Coordinate annotation entries
[start]
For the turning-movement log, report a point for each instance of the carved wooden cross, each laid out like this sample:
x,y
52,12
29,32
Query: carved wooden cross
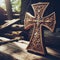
x,y
36,43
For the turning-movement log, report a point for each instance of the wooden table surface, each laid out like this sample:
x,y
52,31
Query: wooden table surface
x,y
18,51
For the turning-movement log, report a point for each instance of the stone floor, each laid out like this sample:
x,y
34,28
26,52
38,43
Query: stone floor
x,y
19,52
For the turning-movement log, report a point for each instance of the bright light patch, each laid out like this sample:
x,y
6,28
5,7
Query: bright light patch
x,y
2,4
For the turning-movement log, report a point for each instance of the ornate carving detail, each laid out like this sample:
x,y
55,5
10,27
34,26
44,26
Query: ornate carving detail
x,y
36,43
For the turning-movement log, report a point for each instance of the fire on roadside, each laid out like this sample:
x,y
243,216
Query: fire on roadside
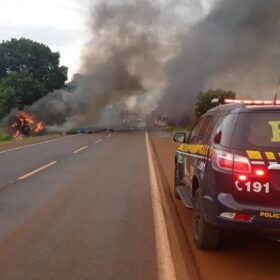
x,y
24,124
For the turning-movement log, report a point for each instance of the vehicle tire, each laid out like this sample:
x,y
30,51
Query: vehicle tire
x,y
176,183
206,236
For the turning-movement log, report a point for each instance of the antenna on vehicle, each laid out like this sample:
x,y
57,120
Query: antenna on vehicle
x,y
277,90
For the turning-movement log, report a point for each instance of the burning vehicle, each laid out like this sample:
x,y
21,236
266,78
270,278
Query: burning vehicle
x,y
25,124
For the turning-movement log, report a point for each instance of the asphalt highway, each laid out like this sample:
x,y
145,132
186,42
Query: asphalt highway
x,y
77,207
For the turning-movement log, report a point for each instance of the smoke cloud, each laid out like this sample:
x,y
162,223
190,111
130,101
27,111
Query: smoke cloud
x,y
236,47
155,56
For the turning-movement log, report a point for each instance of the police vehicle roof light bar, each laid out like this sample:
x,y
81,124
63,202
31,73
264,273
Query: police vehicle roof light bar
x,y
221,101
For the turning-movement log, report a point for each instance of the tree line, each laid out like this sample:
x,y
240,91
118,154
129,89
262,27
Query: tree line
x,y
28,71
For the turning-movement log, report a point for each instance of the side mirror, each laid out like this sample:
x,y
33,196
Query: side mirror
x,y
218,137
180,137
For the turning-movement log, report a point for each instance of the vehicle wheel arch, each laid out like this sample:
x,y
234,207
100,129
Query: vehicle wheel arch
x,y
195,185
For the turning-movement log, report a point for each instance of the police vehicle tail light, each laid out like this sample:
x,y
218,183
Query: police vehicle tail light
x,y
241,217
251,102
259,172
225,161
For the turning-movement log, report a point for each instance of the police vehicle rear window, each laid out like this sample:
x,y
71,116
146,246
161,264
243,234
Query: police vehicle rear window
x,y
257,130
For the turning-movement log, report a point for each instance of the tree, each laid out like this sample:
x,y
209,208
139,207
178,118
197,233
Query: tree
x,y
7,100
24,55
204,99
26,88
28,71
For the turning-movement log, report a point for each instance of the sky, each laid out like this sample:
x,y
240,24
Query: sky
x,y
60,24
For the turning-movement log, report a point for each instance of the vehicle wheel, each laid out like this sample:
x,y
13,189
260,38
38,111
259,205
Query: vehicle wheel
x,y
176,183
206,236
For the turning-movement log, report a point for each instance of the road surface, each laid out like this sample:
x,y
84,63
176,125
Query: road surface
x,y
78,207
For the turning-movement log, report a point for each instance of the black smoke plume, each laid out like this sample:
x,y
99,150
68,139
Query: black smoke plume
x,y
236,46
157,55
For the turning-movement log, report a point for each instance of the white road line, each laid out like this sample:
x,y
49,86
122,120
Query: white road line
x,y
36,144
164,258
81,149
37,170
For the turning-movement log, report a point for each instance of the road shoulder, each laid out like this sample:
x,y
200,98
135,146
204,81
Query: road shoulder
x,y
163,151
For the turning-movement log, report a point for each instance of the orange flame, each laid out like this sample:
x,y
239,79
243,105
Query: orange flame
x,y
25,124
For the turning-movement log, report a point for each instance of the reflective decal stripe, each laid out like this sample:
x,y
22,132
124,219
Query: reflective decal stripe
x,y
258,162
193,155
254,155
270,156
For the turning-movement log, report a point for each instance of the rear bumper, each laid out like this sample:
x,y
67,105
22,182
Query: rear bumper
x,y
225,203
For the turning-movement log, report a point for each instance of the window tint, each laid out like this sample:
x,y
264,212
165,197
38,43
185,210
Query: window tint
x,y
257,131
193,138
225,126
204,132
[end]
Directive: Write out all the entries again, word for word, and print no images.

Written response:
For the turning-movement log, report a point for each instance of the carved wooden cross, each laid out like this sample:
x,y
52,12
29,32
Query: carved wooden cross
x,y
36,43
For the turning-movement log, report a point for each instance of the wooden table surface, each laid out like this sample:
x,y
52,31
Query: wooden table surface
x,y
18,51
For the turning-movement log, report a point for each instance of the stone floor, each laid out like this sample:
x,y
34,28
26,52
38,43
Query: stone floor
x,y
19,52
For the turning-movement log, report a point for each instance of the bright light patch, each laid out like this sample:
x,y
6,28
5,7
Query: bright light patch
x,y
2,4
For the turning-movement log, report a point for each instance of the ornate carving detail, each laid out like this sample:
x,y
55,5
10,27
34,26
44,26
Query: ornate carving detail
x,y
36,43
For the turning-movement log, report a point for each instance of the fire on roadside, each laid out like this sample:
x,y
243,216
Query: fire on roadside
x,y
24,124
For the turning-movement log, report a point for each instance of the vehicle tire, each laid out like this sample:
x,y
30,51
Query: vehicle tire
x,y
176,183
206,236
For the turning-movement log, report a point for each instance of the antenna on vehicle, each laid out like this sample:
x,y
57,120
Query: antenna on vehicle
x,y
277,90
For the turning-movement log, report a point for each instance of the burning vehicle, each laid out like this sample:
x,y
21,236
266,78
270,278
Query: burning vehicle
x,y
25,124
For the turning-movement log, report a point for each instance of the asphalt highway, each laid out like this sample:
x,y
145,132
186,42
Query: asphalt highway
x,y
77,207
For the turning-movement log, report a point for each instance of the smoke cloud, each laid out like this sample:
x,y
162,223
190,111
130,101
27,111
Query: smoke cloud
x,y
236,47
155,56
For the turning-movement log, report a point for each instance of the police vehicle roof light bar, each laid out like this sample:
x,y
81,124
63,202
31,73
264,273
Query: police vehicle roof light bar
x,y
221,101
For the turning-movement log, report a point for each instance of the tree line, each laid out like this sample:
x,y
240,91
118,154
129,89
262,27
Query: tree line
x,y
28,71
For the turning-movement log, report a point for each instance of the side mirror, each laid out like this sample:
x,y
33,196
Query: side mirror
x,y
218,137
180,137
For the turning-movement log, report a point for each instance of the vehicle wheel arch, each laid out like this sample:
x,y
234,207
100,129
Query: vehicle wheel arch
x,y
195,185
For the turning-movement log, report a point for each instance of the police vehicle tail light, each laid out like this sample:
x,y
218,183
Query: police vehicle tail light
x,y
241,217
251,102
259,172
225,161
For the turning-movement log, report a point for each instance of the police vehicle rear window, each laid out like this sample:
x,y
71,116
146,246
161,264
243,234
Query: police vehicle rear window
x,y
257,130
For the turning-movement log, report a point for each instance of the tree, each laid out like this sample:
x,y
209,208
139,207
178,118
197,233
Query: tree
x,y
7,100
24,55
204,99
26,88
28,71
For the turning-movement log, report a point for each instance of the sky, each laid out like this sample:
x,y
240,24
Query: sky
x,y
60,24
For the turning-movement log, report a point for each instance of the vehicle wheel, each laid out like this sample:
x,y
13,189
260,38
38,111
259,205
Query: vehicle wheel
x,y
176,183
206,236
For the turning-movement log, report a point for each instance of the road surface, each laid out like this sample:
x,y
84,63
176,125
Query: road surface
x,y
78,207
For the turning-movement log, report a point for each instance of the black smoke plume, each laid out like this sample:
x,y
99,150
68,139
Query: black smoke plume
x,y
236,46
157,55
For the turning-movement log, report a point for each instance of the white road line, each laid out like this sample:
x,y
49,86
122,120
Query: white road line
x,y
36,144
164,258
81,149
37,170
For the turning-movement log, report a point for each instance of the road shoulder, each laid out like this sample:
x,y
200,98
135,146
204,81
Query: road shoulder
x,y
163,151
For the turning-movement log, report a point for each instance of the orange flame, each laid out like this sample:
x,y
239,79
243,105
Query: orange flame
x,y
25,124
For the turning-movement log, report a point for each instance of the reflective decal stripe, each laid out like this sample:
x,y
22,132
124,219
Query: reflective decal stripe
x,y
258,162
193,155
254,155
270,156
For the turning-movement log, report a point for each instance of the rear bumper, each laid out like this sample:
x,y
67,105
22,182
Query: rear bumper
x,y
225,203
For the turning-movement log, report a point for each instance of the window tint, each laid out like this sample:
x,y
264,212
165,197
38,43
185,210
Query: window tint
x,y
257,131
193,138
225,126
204,132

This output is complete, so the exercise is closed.